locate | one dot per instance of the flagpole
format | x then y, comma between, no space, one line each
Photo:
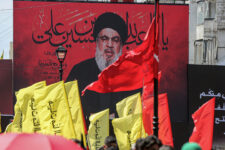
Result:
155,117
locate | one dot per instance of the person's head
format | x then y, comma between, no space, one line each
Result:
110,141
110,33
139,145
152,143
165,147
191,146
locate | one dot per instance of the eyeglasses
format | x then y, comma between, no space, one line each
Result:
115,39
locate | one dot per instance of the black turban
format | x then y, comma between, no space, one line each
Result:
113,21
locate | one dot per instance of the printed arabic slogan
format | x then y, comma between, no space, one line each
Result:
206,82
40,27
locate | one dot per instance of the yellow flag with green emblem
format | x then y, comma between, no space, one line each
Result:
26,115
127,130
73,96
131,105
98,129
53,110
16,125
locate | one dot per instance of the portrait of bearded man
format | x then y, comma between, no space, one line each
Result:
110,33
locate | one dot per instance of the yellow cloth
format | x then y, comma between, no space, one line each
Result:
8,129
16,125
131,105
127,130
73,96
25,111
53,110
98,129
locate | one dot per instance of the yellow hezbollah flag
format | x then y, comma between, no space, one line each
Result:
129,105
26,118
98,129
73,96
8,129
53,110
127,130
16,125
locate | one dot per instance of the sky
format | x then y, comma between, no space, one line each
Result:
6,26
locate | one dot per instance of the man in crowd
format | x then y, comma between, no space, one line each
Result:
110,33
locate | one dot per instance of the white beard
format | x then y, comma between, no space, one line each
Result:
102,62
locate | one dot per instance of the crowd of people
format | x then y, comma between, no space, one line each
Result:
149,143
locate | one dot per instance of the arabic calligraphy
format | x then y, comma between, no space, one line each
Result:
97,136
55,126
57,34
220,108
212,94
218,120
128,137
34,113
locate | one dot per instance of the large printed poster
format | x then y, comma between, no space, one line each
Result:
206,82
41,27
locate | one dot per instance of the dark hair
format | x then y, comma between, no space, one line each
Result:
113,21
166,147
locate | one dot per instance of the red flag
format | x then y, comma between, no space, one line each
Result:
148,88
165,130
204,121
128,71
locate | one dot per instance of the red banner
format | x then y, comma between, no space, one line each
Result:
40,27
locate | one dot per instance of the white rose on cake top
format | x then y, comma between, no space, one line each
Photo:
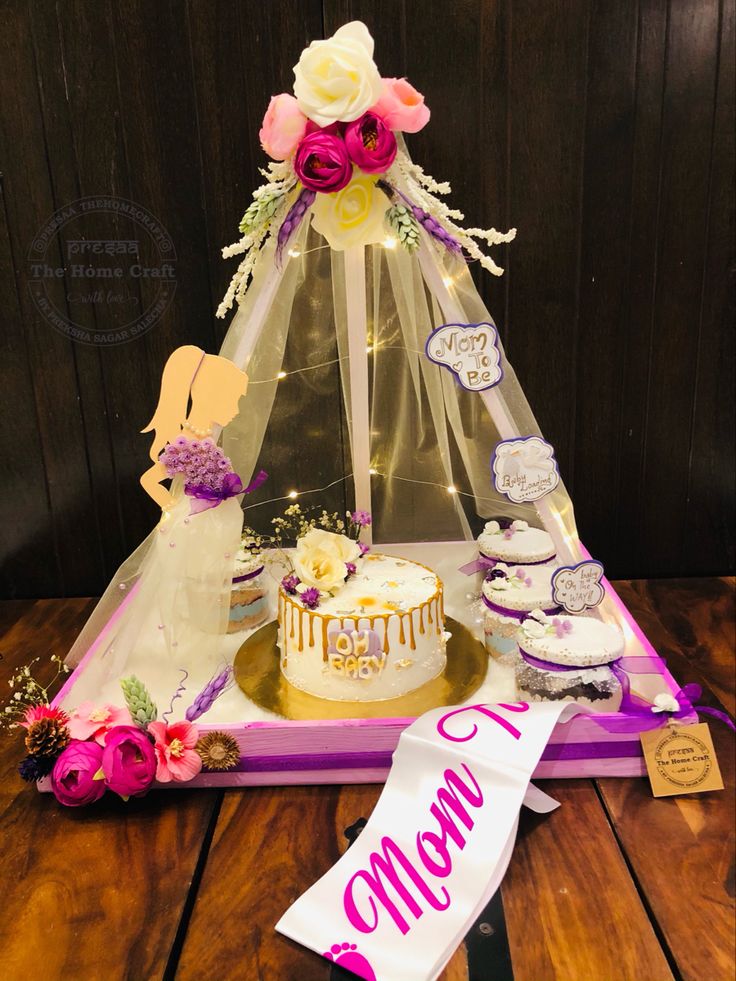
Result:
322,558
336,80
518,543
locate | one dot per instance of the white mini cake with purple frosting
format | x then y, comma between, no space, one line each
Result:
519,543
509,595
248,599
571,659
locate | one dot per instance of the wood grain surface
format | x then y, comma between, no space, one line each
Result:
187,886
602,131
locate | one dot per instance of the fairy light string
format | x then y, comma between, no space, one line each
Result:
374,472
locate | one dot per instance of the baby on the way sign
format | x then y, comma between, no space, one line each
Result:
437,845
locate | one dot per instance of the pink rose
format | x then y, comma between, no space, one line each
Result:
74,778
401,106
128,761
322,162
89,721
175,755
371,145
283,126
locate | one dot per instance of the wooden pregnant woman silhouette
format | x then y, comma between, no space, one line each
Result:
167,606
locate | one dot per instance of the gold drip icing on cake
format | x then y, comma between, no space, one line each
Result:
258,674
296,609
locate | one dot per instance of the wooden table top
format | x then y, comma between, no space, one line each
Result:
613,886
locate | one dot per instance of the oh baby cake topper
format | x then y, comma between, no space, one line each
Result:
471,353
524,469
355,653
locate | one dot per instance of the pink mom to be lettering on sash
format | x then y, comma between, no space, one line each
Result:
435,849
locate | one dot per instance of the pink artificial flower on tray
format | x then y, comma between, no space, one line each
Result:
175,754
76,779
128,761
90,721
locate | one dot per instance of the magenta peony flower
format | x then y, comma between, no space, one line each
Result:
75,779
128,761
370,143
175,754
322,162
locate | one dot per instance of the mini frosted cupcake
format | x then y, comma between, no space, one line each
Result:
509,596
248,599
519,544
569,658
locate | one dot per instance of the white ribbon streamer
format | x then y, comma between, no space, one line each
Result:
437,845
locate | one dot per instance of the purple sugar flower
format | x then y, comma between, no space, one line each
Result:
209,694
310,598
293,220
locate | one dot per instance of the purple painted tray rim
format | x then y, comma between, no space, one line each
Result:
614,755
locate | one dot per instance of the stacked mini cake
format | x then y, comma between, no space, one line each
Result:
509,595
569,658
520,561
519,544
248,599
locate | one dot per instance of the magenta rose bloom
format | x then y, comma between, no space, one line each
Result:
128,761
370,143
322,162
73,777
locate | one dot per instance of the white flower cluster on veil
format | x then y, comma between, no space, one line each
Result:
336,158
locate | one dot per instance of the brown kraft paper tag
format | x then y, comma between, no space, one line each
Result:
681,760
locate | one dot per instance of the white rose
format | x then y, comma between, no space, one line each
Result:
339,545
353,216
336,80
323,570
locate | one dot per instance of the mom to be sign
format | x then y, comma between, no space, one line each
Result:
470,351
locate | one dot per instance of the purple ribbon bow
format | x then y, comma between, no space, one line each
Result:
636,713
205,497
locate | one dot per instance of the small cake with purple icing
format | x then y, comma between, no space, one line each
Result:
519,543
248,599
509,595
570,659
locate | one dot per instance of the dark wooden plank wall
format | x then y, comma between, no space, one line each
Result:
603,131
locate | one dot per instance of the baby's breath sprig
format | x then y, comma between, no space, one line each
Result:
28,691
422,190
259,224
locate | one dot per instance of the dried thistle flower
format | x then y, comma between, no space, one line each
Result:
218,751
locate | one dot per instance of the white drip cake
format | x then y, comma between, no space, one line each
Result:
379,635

Short task
Give back exactly the lines from the line containing "locate | one dot per instance of the dark wooden" to the end of the entries, and no other lines.

Output below
locate | one dot per instance of the dark wooden plank wall
format | x then y, comma between, no space, one line each
Result:
603,131
locate | one dot per instance of the baby's breath sprig
format | x then y, comma between, no space, one line each
Result:
28,691
422,190
259,224
locate | one dot per instance of the dried thistle flower
format | x then y, comma between, no space, one line each
Result:
218,751
locate | one dot per instance of the white drip cake
format | x then y, comma between, no space, one line each
Result:
379,635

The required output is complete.